Цель задания 1:
Покажите каждую строку записей, где встречается слово «white». Регистр букв имеет значение.

Фрагмент страницы:
********
Читаем Идеально другие. Художники о шестидесятых полностью

Когда он появился в Москве, то представлялся как директор галереи. А кто он был на самом деле, банкир или председатель акционерного общества, не знаю. Он появился в поисках первого авангарда с подачи Камиллы Грей, сестра которой тоже держала галерею. Она ему сказала: «Вы знаете, там такие россыпи лежат по сундукам у стариков и старух! Невиданные шедевры Малевича и Филонова, всех звезд русского авангарда!» «Неужели, — говорит Эсторик, — ведь все это уничтожено было!» — «Да нет, я нашла человека, он мне все показал». Имелся в виду Олег Прокофьев. Но Эсторик оказался еще более проворный, чем она, приехал и все прочесал — все квартиры, официальные и неофициальные. Потому что знал, что у официальных квартир больше гораздо богатств. Думаю, с подвалами у него никакой связи не было. У Фаворского в углу огромной мастерской стоял целый старинный кованый сундук, битком набитый рисунками Вхутемаса, особенно много было графики на листах. Малевича я не помню, но художников вхутемасовцев-вхутеиновцев, близких к этому, — полно, дареных в основном вещей. То, что висит сейчас в музеях повсюду. Он был ректором несколько лет подряд, его ученики Медунецкий и Коган шли на золото и рисовали под его командой. Ну и мэтры, конечно, висели на стенках — Кончаловский, Петров-Водкин.

Но надо было все это вывезти.
********
Цель задания 2:
Кого, согласно фрагменту страницы, имела в виду Камилла Грей, когда говорила о человеке, который ей все показал?

[Сохранённые данные]
********
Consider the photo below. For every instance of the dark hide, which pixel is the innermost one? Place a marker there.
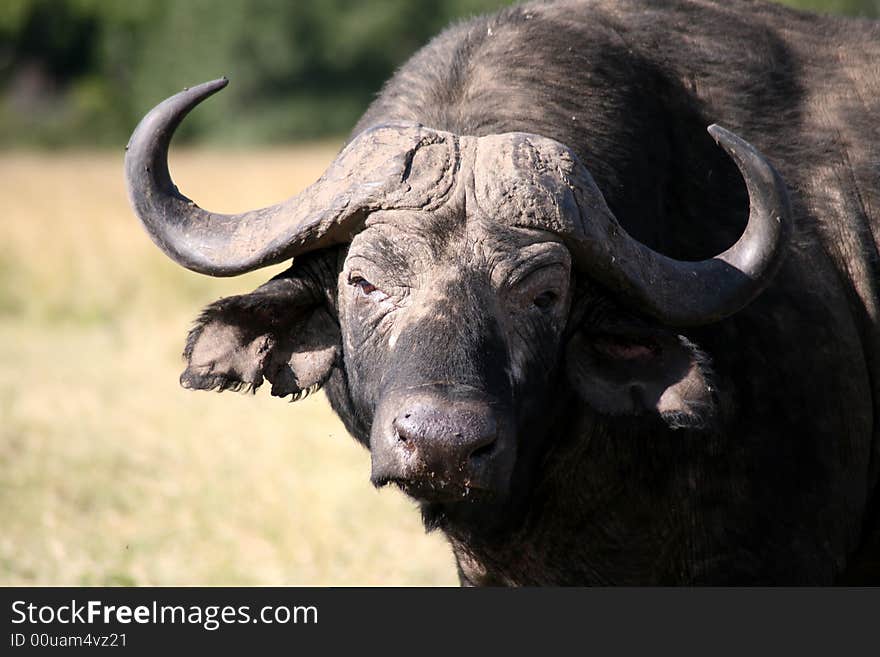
(741, 452)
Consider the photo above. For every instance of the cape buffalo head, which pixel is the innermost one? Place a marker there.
(441, 283)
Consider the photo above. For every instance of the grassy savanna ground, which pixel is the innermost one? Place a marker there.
(112, 474)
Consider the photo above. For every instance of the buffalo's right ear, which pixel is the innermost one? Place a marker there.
(283, 332)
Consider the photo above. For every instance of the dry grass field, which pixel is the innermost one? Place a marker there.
(112, 474)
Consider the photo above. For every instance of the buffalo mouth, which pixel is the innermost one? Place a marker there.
(439, 490)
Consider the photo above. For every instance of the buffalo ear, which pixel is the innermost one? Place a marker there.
(281, 332)
(651, 371)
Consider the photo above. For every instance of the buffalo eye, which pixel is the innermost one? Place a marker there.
(546, 300)
(362, 284)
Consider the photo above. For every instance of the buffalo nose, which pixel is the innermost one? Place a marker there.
(442, 439)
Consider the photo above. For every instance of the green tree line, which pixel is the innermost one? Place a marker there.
(82, 72)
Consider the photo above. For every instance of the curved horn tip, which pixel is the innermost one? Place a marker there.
(728, 140)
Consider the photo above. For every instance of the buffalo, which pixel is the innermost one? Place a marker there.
(596, 342)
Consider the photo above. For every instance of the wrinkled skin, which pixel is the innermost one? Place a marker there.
(587, 442)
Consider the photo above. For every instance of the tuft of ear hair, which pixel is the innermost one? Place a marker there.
(648, 372)
(278, 333)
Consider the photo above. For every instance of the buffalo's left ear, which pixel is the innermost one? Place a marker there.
(283, 332)
(643, 371)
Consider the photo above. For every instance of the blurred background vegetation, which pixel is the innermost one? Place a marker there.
(82, 72)
(110, 473)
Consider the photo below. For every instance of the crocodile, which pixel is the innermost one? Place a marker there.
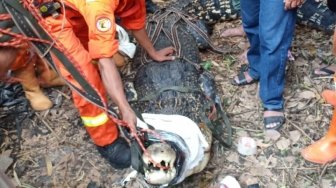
(177, 87)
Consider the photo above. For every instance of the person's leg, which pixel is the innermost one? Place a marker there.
(102, 130)
(250, 19)
(276, 33)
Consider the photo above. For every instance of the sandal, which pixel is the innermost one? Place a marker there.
(324, 71)
(276, 121)
(242, 80)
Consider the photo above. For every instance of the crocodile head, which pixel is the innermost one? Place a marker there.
(165, 155)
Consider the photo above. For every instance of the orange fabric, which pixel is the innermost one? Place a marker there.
(22, 57)
(334, 43)
(106, 133)
(324, 150)
(89, 13)
(329, 96)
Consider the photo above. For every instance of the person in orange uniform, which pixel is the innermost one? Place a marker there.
(23, 64)
(324, 150)
(87, 31)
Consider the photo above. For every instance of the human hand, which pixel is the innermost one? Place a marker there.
(165, 54)
(130, 118)
(291, 4)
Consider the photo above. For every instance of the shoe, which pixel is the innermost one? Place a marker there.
(325, 71)
(324, 150)
(277, 120)
(242, 80)
(118, 153)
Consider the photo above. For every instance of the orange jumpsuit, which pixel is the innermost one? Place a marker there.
(88, 33)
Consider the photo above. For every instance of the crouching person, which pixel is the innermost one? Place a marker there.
(87, 32)
(19, 61)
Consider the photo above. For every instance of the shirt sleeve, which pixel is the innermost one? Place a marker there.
(99, 16)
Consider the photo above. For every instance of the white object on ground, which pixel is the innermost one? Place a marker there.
(187, 129)
(125, 46)
(229, 182)
(247, 146)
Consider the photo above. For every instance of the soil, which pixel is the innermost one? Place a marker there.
(52, 149)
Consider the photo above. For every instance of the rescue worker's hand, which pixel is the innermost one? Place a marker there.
(165, 54)
(291, 4)
(129, 117)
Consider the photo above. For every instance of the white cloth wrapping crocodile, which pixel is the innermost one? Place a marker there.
(187, 129)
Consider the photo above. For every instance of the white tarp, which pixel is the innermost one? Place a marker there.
(185, 128)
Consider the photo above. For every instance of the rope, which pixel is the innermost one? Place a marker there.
(29, 4)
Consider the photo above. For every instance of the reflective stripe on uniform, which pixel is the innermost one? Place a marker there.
(95, 121)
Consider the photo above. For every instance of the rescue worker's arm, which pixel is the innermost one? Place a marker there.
(7, 57)
(113, 84)
(165, 54)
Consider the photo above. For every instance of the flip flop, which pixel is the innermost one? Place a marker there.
(242, 81)
(277, 120)
(242, 78)
(324, 70)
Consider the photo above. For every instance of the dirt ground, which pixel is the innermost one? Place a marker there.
(52, 149)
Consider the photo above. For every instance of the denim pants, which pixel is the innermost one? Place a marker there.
(270, 29)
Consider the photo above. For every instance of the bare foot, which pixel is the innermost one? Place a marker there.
(236, 31)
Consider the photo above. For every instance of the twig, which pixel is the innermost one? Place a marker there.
(47, 125)
(322, 173)
(239, 113)
(251, 130)
(298, 128)
(62, 93)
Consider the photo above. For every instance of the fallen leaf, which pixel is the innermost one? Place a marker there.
(272, 135)
(295, 136)
(233, 157)
(5, 162)
(283, 144)
(307, 95)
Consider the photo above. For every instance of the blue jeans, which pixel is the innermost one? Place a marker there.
(270, 29)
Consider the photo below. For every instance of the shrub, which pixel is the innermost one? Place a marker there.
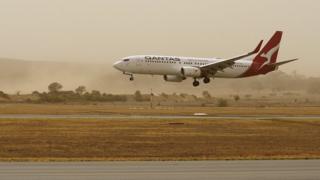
********
Ответ 1:
Consider the photo above. For every instance of the white object on ground, which pixel is the innermost one? Place a marker there.
Consider the photo above. For every instance of the white cloth wrapping crocodile, which pixel is the innermost one? Place a marker there.
Consider the photo above. For every instance of the white tarp, which pixel is the innermost one? Place a marker there.

Ответ 2:
Олега Прокофьева.